▶ **Actions to take**
(A) From the text on missed clinic appointments below, write out the passage starting at "The team became" and ending at "article points out.".
(B) Using the text on missed clinic appointments below, say yes or no to whether each statement agrees with it, and quote the text's deciding words for each: (i) Parking problems were among the transportation issues patients gave for missing appointments. (ii) Contra Costa decreased its fail rate by 50% after it stopped making follow-up appointments. (iii) Contra Costa's physicians belong to a union.

The main reasons patients gave for failing to show up were personal and emergency conflicts, forgetting about the appointment, and transportation issues. The transportation issues, she notes, had nothing to do with parking problems, which shot down another pet theory.
The team also identified a number of concerns related to the appointment-making process, including variation in practice and in compliance with established practice, Young says. At some clinics, for example, it was the practice of clerks to check for any pre-existing appointments when scheduling a new one, and at others, it was not, she explains. Even where it was the practice, staff were not always consistent.
The team's recommendations regarding these and other issues "were things that may improve clinic operations or customer satisfaction, but we found there was not a lot we could do to significantly impact the fail rate," she notes.
Some patients indicated they didn't always feel they had a good choice of time or day in making an appointment. Many perceived, based on how the scheduler sounded, that the first time and date suggested was their only option, Young says. The survey also revealed some problems with discordant appointment slips. For example, the slip says "Wednesday, May 12," but May 12 is a Tuesday.
In some cases, providers told patients an upcoming appointment wasn't necessary. In others, patients said they weren't going to keep a scheduled appointment, but the information sometimes wasn't communicated to the clerk doing the scheduling, the team found. Patients also indicated they wanted a central appointment "cancellation line" to call, complaining that the hospital's main lines frequently were busy.
"Our hope is to tighten our own internal processes and to act on some of these recommendations," Young says.
During its investigation, she says, the team discovered how often the institution schedules "marginal appointments," which are arranged "just to get something in the system." This might involve, for example, a rash that could clear up, making the appointment ultimately unnecessary.
There was some indication, Young points out, that physicians schedule marginal appointments because they like to have a few "light" cases to break up their workday. After hearing the team's presentation, one physician said he scheduled such appointments more often than he realized. Residents at the teaching institution sometimes schedule an appointment when a regular staff physician wouldn't, which led to higher amounts of marginal appointments, Young says.
The team became aware of a program at Contra Costa Health Centers in Martinez, CA, in which the ambulatory care system stopped making any follow-up appointments and decreased its fail rate by 50%. As part of its "Patients' Choice" program, highlighted in the winter 1997 issue of Ambulatory Outreach magazine, Contra Costa changed its family practice profile from one with 89% pre-booked and 11% same/next day appointments to a profile with 40% pre-booked and 60% same/next day appointments.
Patients are given written instructions on how to call and make a same/next day appointment, and there are a few pre-booked appointments available for particularly vulnerable patients the provider is concerned about, the article points out.
One of the differences between that health care organization and her own, Young says, is that all personnel at Contra Costa - including physicians - work under the same administrative umbrella, and one of the physicians leads the redesign effort. Another unusual factor is that Contra Costa's physicians belong to a union.
"Our clinics report up [through the hospital's chain of command], but our physicians are privately owned, so the institution doesn't have a lot of control over them," she says.
The team is hopeful, Young says, because the physician who is the medical director of quality management is interested in the Contra Costa proposal. This two-part remedy - short-notice clinics and the elimination of marginal appointments - would significantly improve the appointment fail rate, team members believe.
"If physicians choose to jump on this," she says, "it's the one thing that could work."

▶ **Source information**
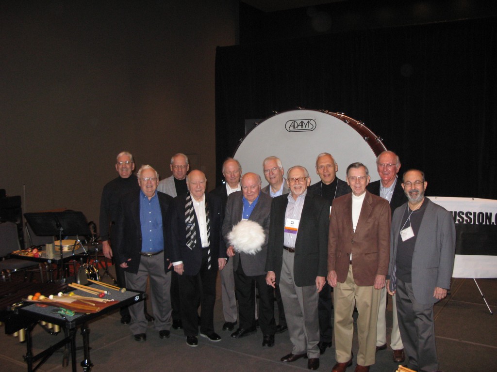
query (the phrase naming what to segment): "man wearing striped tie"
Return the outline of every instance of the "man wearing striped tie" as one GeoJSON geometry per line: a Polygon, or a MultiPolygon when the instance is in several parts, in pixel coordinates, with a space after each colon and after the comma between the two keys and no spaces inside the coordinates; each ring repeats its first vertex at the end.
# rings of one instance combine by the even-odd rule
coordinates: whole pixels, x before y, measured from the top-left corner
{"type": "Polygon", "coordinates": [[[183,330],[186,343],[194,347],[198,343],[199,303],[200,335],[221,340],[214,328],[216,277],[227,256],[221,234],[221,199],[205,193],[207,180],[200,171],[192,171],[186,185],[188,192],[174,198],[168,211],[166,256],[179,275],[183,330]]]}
--
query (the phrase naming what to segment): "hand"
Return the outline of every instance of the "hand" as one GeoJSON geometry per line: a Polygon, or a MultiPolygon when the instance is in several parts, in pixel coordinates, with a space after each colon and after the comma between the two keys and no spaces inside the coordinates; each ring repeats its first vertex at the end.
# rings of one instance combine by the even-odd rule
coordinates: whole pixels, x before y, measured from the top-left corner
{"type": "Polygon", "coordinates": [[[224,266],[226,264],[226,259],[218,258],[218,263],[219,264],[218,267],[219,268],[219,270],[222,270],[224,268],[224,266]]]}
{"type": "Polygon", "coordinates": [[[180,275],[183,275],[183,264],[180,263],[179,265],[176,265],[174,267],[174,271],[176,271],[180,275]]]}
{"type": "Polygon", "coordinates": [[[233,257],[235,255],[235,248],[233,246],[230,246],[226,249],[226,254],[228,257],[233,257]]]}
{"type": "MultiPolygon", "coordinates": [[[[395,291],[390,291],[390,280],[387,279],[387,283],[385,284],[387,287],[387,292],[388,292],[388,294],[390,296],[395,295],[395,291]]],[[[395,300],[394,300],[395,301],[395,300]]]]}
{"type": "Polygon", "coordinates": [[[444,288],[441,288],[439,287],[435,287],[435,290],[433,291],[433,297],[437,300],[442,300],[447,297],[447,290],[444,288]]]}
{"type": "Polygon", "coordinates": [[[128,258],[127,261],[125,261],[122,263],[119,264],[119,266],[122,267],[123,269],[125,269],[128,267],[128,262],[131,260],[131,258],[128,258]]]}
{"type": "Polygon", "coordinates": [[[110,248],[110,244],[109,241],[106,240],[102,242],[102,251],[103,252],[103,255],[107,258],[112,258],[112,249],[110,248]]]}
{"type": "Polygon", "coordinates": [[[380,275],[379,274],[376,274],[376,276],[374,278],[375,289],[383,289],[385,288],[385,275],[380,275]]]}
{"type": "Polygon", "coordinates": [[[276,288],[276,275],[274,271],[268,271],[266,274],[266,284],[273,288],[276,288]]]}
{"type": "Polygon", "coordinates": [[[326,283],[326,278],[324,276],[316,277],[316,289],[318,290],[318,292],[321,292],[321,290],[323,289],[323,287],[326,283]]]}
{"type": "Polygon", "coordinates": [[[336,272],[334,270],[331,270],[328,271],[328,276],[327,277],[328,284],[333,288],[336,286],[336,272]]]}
---
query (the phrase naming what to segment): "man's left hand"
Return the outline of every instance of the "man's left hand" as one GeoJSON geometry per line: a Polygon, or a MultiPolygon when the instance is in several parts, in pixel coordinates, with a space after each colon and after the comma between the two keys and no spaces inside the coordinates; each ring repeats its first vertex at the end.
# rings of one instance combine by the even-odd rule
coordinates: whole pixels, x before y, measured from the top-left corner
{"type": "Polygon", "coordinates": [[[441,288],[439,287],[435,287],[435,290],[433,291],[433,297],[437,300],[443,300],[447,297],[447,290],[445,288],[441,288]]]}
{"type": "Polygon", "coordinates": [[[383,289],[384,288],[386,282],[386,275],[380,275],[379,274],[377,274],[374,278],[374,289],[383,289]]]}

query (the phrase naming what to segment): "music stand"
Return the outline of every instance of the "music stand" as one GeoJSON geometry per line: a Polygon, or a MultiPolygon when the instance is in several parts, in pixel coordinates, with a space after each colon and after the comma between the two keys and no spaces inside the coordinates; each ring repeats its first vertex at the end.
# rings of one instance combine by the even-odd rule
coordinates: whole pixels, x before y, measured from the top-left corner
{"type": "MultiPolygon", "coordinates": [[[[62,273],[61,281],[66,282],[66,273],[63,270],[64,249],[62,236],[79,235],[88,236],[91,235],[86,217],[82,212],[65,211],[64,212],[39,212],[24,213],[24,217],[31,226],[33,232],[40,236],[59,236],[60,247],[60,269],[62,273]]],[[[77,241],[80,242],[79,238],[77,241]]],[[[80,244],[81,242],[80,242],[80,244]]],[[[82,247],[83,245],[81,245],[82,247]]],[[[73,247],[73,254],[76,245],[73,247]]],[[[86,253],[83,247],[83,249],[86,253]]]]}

▶ **Results by task**
(A)
The team became aware of a program at Contra Costa Health Centers in Martinez, CA, in which the ambulatory care system stopped making any follow-up appointments and decreased its fail rate by 50%. As part of its "Patients' Choice" program, highlighted in the winter 1997 issue of Ambulatory Outreach magazine, Contra Costa changed its family practice profile from one with 89% pre-booked and 11% same/next day appointments to a profile with 40% pre-booked and 60% same/next day appointments.
Patients are given written instructions on how to call and make a same/next day appointment, and there are a few pre-booked appointments available for particularly vulnerable patients the provider is concerned about, the article points out.

(B)
(i) No: "The transportation issues, she notes, had nothing to do with parking problems"
(ii) Yes: "stopped making any follow-up appointments and decreased its fail rate by 50%"
(iii) Yes: "Contra Costa's physicians belong to a union."